* **Job**:
Collect every line from the items below that contains the word "fence", copying each line in full.

* **Provided entries**:
● ● ● ●
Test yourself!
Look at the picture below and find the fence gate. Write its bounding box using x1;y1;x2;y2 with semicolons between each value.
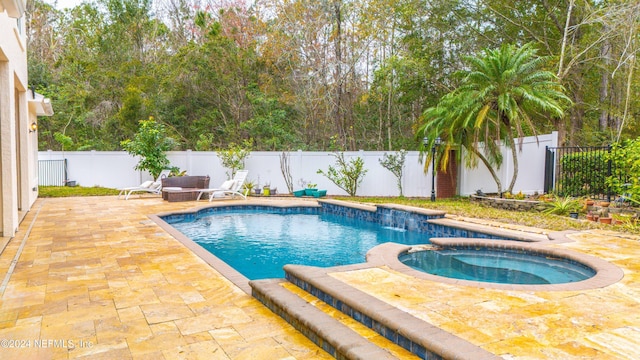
38;159;67;186
544;146;612;201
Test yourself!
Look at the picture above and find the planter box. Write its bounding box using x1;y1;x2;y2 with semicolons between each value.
311;190;327;198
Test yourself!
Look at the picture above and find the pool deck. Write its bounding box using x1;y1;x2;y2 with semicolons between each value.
0;196;640;359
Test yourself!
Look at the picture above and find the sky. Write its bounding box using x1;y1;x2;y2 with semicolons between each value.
46;0;83;10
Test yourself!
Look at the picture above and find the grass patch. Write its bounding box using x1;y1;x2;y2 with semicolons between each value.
38;186;120;198
335;196;640;234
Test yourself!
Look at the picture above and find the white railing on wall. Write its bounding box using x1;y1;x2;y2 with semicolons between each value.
38;133;557;197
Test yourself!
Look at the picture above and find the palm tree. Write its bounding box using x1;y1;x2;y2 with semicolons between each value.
417;44;571;193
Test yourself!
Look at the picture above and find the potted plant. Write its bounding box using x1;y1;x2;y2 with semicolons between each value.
599;207;611;224
304;183;318;196
242;180;256;196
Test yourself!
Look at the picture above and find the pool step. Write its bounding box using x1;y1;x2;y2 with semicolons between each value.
249;279;404;360
284;265;500;360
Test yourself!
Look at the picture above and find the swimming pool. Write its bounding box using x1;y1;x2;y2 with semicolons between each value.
399;247;596;285
171;208;431;280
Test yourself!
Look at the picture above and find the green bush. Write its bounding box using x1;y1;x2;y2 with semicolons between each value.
318;153;368;196
120;117;175;179
607;138;640;206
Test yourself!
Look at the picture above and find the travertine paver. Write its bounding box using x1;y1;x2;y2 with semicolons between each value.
0;196;330;359
0;197;640;359
331;231;640;359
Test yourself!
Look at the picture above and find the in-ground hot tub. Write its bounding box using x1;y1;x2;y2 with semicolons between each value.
399;246;596;285
367;238;624;291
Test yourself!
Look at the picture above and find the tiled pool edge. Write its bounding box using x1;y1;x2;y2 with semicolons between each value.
367;238;624;291
285;265;499;360
148;199;556;294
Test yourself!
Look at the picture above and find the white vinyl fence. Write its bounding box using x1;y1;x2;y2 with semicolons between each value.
38;133;557;197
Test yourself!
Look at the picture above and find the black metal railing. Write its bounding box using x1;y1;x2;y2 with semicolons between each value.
38;159;67;186
544;146;614;201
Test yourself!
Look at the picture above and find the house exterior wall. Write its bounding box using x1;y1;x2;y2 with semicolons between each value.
0;11;38;237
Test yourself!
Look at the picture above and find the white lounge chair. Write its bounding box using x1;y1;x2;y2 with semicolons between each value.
118;170;171;200
196;170;249;201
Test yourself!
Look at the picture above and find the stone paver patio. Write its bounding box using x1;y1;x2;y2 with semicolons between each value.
0;196;640;359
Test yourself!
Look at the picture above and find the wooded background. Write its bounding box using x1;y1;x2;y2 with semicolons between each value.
26;0;640;151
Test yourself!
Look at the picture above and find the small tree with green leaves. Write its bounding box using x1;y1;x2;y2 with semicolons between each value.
378;150;407;197
120;117;175;179
317;152;368;196
217;140;251;179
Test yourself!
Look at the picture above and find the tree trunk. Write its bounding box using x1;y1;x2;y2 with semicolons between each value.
333;0;346;148
468;147;502;194
507;132;518;193
598;30;612;132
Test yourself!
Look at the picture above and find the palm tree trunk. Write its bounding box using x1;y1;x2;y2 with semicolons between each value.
507;131;518;193
469;147;502;195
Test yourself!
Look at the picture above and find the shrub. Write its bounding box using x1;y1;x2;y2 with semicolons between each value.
378;150;407;197
317;153;368;196
606;138;640;206
120;117;174;179
216;141;251;179
543;196;582;215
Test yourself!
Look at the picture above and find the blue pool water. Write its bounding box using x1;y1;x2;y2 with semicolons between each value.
171;210;430;280
399;248;595;285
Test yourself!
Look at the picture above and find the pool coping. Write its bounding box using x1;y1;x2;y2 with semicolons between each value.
148;199;624;294
370;238;624;291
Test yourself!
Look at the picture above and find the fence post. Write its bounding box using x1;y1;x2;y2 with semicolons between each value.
604;144;612;202
543;146;555;194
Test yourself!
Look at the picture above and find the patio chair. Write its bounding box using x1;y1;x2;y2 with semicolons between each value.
196;170;249;201
118;170;171;200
● ● ● ●
* **Response to the exercise**:
Look at the picture below and find the fence gate. Write its bounding box using x1;y1;x2;y2 with semicolons between each value.
Look at the picture above and find the white vinyl fence. Write its bounding box using x1;y1;x2;y2 with semicolons between each value.
Look at the picture above and find the fence post. Write its bounding box using x1;y1;x2;y2 with semicolons between each value.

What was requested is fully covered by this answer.